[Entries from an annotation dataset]
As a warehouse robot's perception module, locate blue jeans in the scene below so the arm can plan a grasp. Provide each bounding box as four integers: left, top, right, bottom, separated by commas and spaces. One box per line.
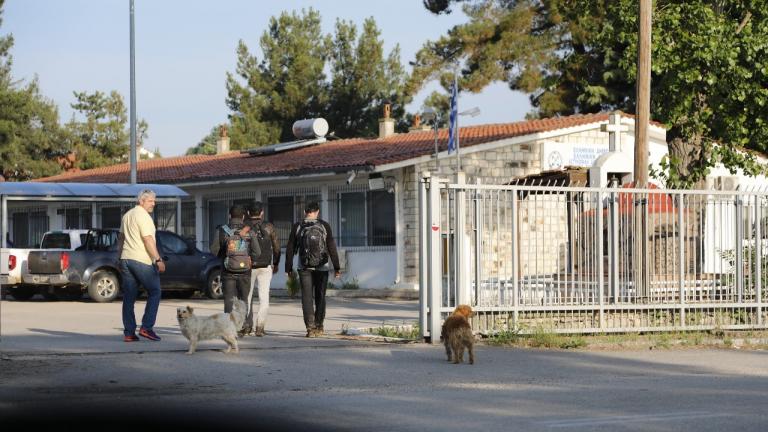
120, 260, 160, 336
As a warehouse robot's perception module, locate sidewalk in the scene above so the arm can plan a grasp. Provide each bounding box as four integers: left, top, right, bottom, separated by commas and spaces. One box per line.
0, 297, 419, 355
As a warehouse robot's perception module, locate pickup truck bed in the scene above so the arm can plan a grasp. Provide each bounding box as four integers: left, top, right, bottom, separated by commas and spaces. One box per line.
23, 230, 221, 302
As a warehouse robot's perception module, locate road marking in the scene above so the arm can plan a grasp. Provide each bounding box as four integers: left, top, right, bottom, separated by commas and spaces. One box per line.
540, 411, 732, 428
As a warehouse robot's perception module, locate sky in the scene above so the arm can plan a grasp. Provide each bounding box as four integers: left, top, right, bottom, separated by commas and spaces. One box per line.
0, 0, 530, 157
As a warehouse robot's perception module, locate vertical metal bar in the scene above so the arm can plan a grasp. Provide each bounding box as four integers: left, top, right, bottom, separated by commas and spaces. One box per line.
608, 184, 620, 303
510, 190, 520, 330
755, 195, 763, 326
129, 0, 138, 184
427, 177, 448, 344
595, 192, 605, 328
734, 195, 744, 303
454, 172, 470, 305
677, 192, 685, 327
473, 179, 485, 305
416, 172, 432, 341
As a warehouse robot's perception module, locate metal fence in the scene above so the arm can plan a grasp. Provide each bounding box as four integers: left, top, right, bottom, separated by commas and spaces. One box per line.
420, 173, 768, 340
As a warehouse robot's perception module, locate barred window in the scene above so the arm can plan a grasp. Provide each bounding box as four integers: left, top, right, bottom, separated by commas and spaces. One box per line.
336, 191, 395, 247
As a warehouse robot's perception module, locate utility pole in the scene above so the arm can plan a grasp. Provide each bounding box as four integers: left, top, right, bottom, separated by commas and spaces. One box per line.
634, 0, 653, 187
633, 0, 653, 301
129, 0, 137, 184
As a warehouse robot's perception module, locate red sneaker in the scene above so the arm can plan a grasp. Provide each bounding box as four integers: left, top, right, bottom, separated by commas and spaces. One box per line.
139, 327, 160, 342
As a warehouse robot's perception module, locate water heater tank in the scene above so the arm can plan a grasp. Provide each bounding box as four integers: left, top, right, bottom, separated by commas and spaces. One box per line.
293, 118, 328, 139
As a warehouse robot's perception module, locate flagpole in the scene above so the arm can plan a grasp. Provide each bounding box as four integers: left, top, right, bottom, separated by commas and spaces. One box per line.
453, 69, 461, 172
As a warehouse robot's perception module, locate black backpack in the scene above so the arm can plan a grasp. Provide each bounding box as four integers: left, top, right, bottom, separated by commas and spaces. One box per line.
251, 220, 273, 268
296, 221, 328, 268
221, 225, 251, 273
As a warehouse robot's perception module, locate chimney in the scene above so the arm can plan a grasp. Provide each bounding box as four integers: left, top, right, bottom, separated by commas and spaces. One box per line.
379, 102, 395, 138
408, 114, 432, 132
216, 125, 229, 154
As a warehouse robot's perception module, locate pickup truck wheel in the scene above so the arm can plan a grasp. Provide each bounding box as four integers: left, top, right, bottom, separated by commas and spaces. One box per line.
8, 285, 37, 301
205, 269, 224, 300
88, 270, 120, 303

* Work to complete *
Give each line of the listing above as a JSON list of strings, with one string per line and blank lines omitted. Leave the pictures out.

* Task answer *
[
  "As a warehouse robot's perception module, locate blue jeans in the scene below so the arm can plan a grasp. Provide each bounding box as four integers: left, top, right, bottom, separated by commas and spaces. One box per line.",
  "120, 260, 160, 336",
  "As a warehouse robot's perception module, locate sidewalk in the scene above so the arm can plan a grasp. Provide each bounding box as four integers: left, top, right, bottom, separated by commas and spaces. One box per line.",
  "0, 297, 419, 355",
  "As a warehouse robot's perception module, locate pickup truck bed in the scene above so the arm can plan a grasp. Provide each bounding box as four integers: left, top, right, bottom, separated by commas and spaces. One box per line.",
  "23, 230, 221, 302",
  "As a warehouse robot's perception module, locate road marking in the scene above so the arm can plan a grasp. Provide each bounding box as four integers: left, top, right, bottom, separated by commas and spaces. One box per line.",
  "540, 411, 732, 428",
  "As a warehouse robot's perception module, locate sky in the scene above so the arm can plan a grasp. Provide each bounding box as four integers: left, top, right, bottom, separated by commas and spaces. One box per line.",
  "0, 0, 530, 157",
  "As a warehouse robot's perception module, locate vertical metal bar in the scene above so the arm can plan a grasp. Provide each bounding box as four integers: left, top, right, bottom, separated by commas and spaces. One box per line.",
  "608, 184, 620, 303",
  "510, 190, 520, 330",
  "755, 195, 763, 326",
  "129, 0, 138, 184",
  "427, 177, 448, 344",
  "595, 192, 605, 328",
  "734, 195, 744, 303",
  "454, 172, 470, 305",
  "677, 192, 685, 327",
  "473, 179, 485, 305",
  "416, 172, 432, 341",
  "As a warehouse robot's perception module, locate metal fence in the scene above so the arm can plan a grasp. Provide each bounding box as four integers: left, top, right, bottom, separated by commas and spaces. One box per line.",
  "420, 173, 768, 340",
  "As a warehouse robot's perception module, locate barred window in the scene above so the arm can plan a grasp. Provide each bounding box as four integers: left, top, right, bottom, separated by commas and spaces. One box per line.",
  "336, 191, 395, 247",
  "As a warehouse robot's perception module, locate utility pole in the scene above so the arm can plan a grasp. Provide each bounding box as four integers: left, top, right, bottom, separated by commas and spaces. One box per line.",
  "634, 0, 653, 187",
  "633, 0, 653, 301",
  "129, 0, 137, 184",
  "As a warehouse robot's perception module, locate red sneaker in the scene above so the arm can plan a grasp. Provide each bounding box as four integers: left, top, right, bottom, separated by commas and spaces. One box per line.",
  "139, 327, 160, 342",
  "As a warehouse robot's perception module, locate water heater tank in the scene above so the arm can plan a grasp. Provide each bounding box as four integers: left, top, right, bottom, separated by commas and spaces. One box per line.",
  "293, 118, 328, 139",
  "As a warehouse robot's perception module, locate flagpole in the scene above so the arm can plan a grasp. Provide each bounding box as four integers: left, top, right, bottom, separated by commas and spaces. One box per line.",
  "453, 69, 461, 172",
  "As a warehouse robot's perception module, locate black backpack in the scene above so the arm can plan a grasp. Provide each bounding box as four integers: left, top, right, bottom, separated by commas and spaces. One box per line.",
  "251, 220, 273, 268",
  "296, 221, 328, 268",
  "221, 225, 251, 273",
  "As a warehouse robot's perception module, locate chimney in the scene above so the arm can plan a grasp. Provide each bounding box as four integers: left, top, right, bottom, separated by commas and spaces. One box per line.",
  "379, 102, 395, 138",
  "408, 114, 432, 132",
  "216, 125, 229, 154",
  "As a warehouse robot's perception module, locate pickup truck wheel in the scene above so the arm can plan a grasp. Provide each bounding box as four integers: left, top, right, bottom, separated by commas and spaces. One box per line.",
  "8, 285, 37, 301",
  "205, 269, 224, 300",
  "88, 270, 120, 303"
]